GOALS:
- A) Summarize the Ansible notes in two sentences.
- B) According to the Ansible notes, in what year was Ansible initially released?
- C) Reproduce the passage of the Ansible notes from "Ansible notes" up to and including "performance become normative.".

Ansible notes

Agentless automation.

Ansible is a tool for provisioning servers, managing their configuration, and deploying applications.

Ansible = configuration management (Pupet, Chef) + deployment (Capistrano, Fabric) + ad-hoc task execution (Func, ssh).

Ansible aims to be:

Initial release: 2012.

When developers begin to think of infrastructure as part of their application, stability and performance become normative.

Ansible for DevOps by Jeff Geerling

Components

Commands

Aka tasks.

Ad-hoc commands:

ansible <group> -b -m <command> -a <arguments>  # -b == become (root)
ansible <group> -m ping -u <username>
ansible mygroup -b -m yum -a "name=ntp state=present"
ansible .... --limit "192.168.60.1"  # limit to one instance, can use patterns

Verbose:

ansible ... -vvvv

Combine commands into playbooks.

RECORD SET:
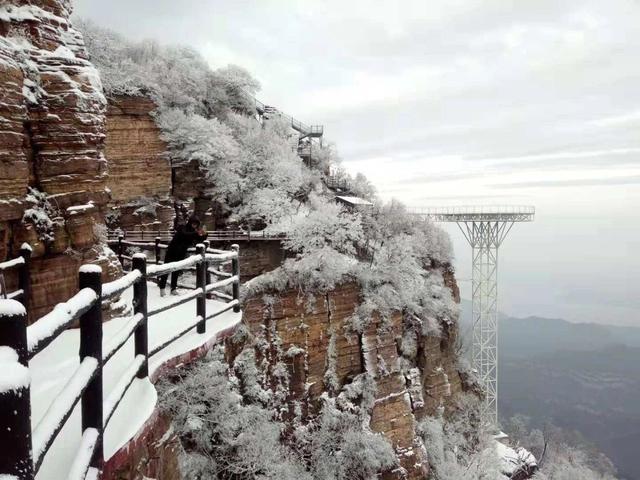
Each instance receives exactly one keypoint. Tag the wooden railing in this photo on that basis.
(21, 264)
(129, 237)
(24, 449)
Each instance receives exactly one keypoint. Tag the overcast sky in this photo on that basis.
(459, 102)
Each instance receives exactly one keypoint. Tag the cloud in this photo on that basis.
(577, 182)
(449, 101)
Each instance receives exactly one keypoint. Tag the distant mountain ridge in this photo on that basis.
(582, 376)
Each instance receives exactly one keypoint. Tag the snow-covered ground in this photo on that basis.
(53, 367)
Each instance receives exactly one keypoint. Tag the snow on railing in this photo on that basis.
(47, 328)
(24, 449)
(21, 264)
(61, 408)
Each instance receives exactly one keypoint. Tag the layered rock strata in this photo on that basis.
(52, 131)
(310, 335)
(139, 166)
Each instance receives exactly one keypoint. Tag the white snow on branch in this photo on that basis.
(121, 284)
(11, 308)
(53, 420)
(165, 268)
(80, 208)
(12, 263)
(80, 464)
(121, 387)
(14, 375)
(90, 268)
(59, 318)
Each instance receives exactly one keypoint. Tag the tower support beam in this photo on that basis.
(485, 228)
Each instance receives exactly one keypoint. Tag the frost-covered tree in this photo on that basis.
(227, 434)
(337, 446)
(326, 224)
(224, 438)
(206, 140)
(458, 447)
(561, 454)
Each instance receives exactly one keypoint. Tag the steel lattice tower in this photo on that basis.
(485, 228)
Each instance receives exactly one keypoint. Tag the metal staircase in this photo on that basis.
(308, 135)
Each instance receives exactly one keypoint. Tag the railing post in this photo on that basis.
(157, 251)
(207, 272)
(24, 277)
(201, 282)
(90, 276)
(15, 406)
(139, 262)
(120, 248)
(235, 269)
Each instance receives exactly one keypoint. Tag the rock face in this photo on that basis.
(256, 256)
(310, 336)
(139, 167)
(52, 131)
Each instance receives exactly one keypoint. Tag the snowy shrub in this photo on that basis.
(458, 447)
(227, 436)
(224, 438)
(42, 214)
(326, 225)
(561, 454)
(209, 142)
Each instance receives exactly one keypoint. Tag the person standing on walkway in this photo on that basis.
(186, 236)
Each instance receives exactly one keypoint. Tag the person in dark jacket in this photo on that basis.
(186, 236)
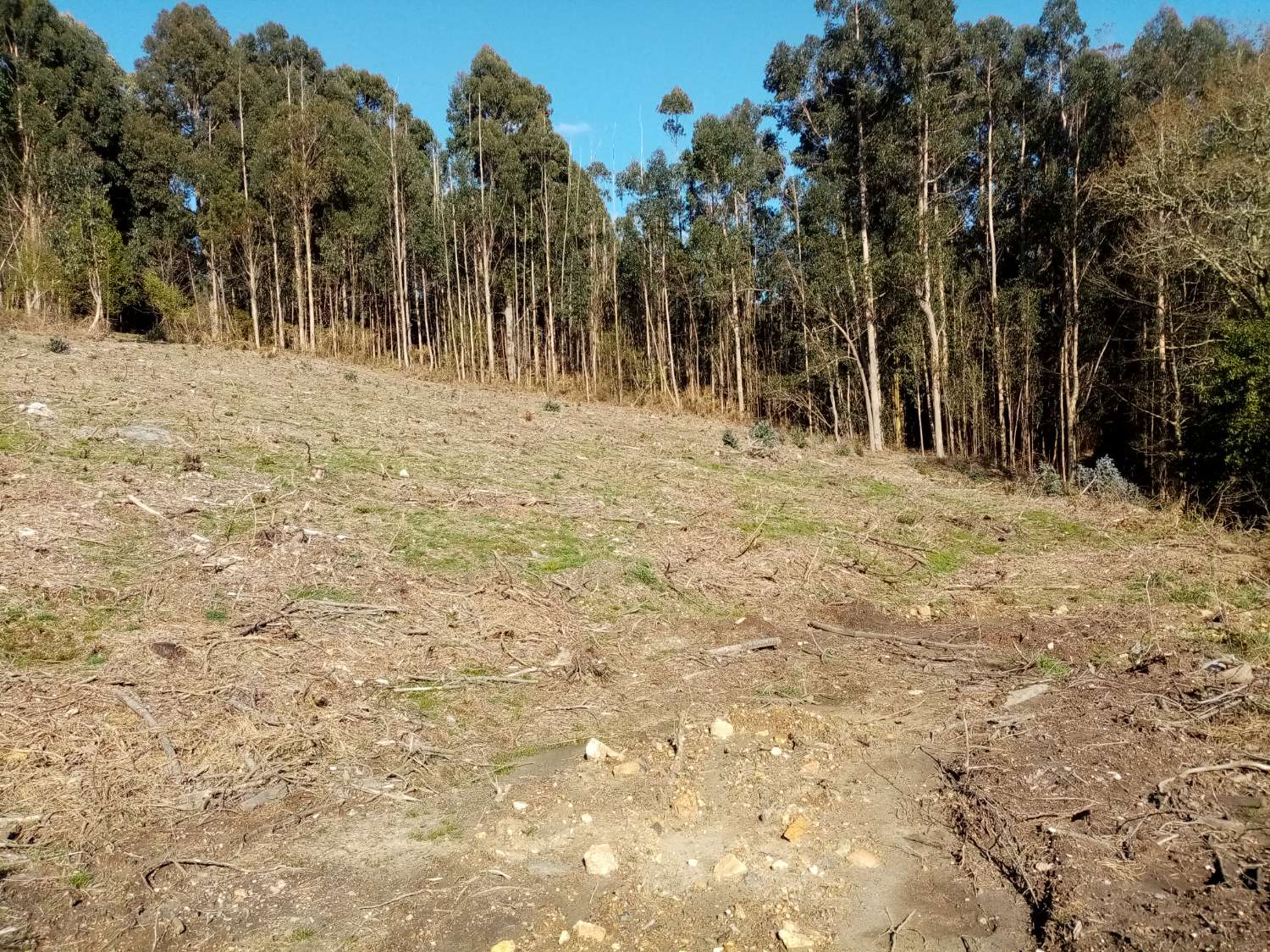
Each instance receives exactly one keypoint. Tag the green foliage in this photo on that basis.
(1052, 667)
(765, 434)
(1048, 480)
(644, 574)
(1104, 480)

* * *

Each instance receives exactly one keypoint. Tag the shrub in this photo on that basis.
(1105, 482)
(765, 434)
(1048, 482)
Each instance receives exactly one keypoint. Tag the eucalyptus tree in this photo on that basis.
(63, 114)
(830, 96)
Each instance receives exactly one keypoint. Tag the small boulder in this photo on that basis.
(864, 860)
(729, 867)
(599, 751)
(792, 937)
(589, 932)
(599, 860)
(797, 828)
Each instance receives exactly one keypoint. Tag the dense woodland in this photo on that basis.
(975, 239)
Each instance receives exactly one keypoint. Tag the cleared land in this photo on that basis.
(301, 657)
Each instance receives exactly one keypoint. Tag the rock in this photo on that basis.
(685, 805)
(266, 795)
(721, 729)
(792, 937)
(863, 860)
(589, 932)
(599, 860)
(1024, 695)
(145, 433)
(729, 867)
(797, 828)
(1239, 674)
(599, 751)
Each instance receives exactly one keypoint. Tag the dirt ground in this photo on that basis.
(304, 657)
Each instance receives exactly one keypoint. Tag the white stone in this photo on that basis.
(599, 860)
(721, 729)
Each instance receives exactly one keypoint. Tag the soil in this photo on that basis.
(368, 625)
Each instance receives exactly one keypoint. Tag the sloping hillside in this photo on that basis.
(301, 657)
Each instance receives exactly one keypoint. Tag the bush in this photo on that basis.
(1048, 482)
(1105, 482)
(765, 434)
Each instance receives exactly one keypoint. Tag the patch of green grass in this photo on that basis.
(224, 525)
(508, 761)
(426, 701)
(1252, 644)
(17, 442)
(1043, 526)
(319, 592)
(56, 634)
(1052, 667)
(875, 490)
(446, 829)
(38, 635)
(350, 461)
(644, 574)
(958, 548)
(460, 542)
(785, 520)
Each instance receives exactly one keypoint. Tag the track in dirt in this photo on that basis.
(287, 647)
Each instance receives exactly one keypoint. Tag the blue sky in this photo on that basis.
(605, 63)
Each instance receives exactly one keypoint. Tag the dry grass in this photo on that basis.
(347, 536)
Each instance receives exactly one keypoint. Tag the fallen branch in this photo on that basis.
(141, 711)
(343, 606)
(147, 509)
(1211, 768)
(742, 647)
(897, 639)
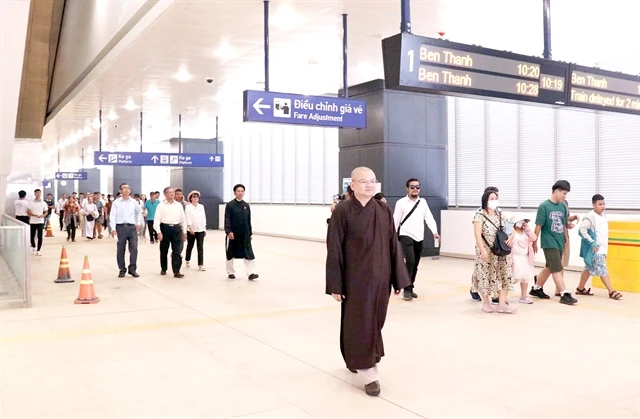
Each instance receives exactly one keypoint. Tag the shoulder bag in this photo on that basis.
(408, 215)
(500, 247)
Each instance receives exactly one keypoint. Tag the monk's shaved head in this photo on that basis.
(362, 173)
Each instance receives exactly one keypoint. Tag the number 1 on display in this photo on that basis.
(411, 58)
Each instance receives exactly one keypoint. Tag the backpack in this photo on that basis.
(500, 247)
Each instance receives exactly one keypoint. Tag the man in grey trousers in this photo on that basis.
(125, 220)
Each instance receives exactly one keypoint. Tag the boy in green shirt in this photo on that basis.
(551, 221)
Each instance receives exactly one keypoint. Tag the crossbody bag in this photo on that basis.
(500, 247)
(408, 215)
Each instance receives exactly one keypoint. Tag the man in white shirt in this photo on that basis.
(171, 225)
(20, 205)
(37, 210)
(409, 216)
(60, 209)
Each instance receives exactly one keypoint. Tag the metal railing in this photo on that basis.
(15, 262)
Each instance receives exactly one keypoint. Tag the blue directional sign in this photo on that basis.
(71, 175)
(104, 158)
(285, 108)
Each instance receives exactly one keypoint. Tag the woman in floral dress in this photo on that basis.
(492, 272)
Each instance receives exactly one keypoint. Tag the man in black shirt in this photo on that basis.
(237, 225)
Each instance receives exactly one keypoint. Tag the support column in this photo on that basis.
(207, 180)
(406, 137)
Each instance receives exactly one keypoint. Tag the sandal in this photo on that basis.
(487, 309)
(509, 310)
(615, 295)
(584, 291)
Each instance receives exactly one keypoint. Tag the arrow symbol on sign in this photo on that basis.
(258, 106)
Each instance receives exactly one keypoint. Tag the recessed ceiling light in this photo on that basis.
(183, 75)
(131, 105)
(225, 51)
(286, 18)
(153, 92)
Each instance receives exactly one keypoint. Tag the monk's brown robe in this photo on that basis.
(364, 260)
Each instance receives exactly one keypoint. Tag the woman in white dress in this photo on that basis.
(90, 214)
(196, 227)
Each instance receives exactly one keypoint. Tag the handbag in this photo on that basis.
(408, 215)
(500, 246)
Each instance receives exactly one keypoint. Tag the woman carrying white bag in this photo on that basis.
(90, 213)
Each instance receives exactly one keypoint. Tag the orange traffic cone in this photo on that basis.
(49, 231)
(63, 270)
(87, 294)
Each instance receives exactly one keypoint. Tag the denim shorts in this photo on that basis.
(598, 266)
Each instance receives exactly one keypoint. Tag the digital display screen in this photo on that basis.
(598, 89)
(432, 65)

RESULTS FOR EACH TASK:
- A) Ansible is an agentless automation tool for provisioning servers, managing their configuration, and deploying applications, and it was first released in 2012. Its commands, also known as tasks, can be run ad hoc with options such as -b to become root or --limit to restrict execution to one instance, and they can be combined into playbooks.

- B) 2012.

- C)
Ansible notes

Agentless automation.

Ansible is a tool for provisioning servers, managing their configuration, and deploying applications.

Ansible = configuration management (Pupet, Chef) + deployment (Capistrano, Fabric) + ad-hoc task execution (Func, ssh).

Ansible aims to be:

Initial release: 2012.

When developers begin to think of infrastructure as part of their application, stability and performance become normative.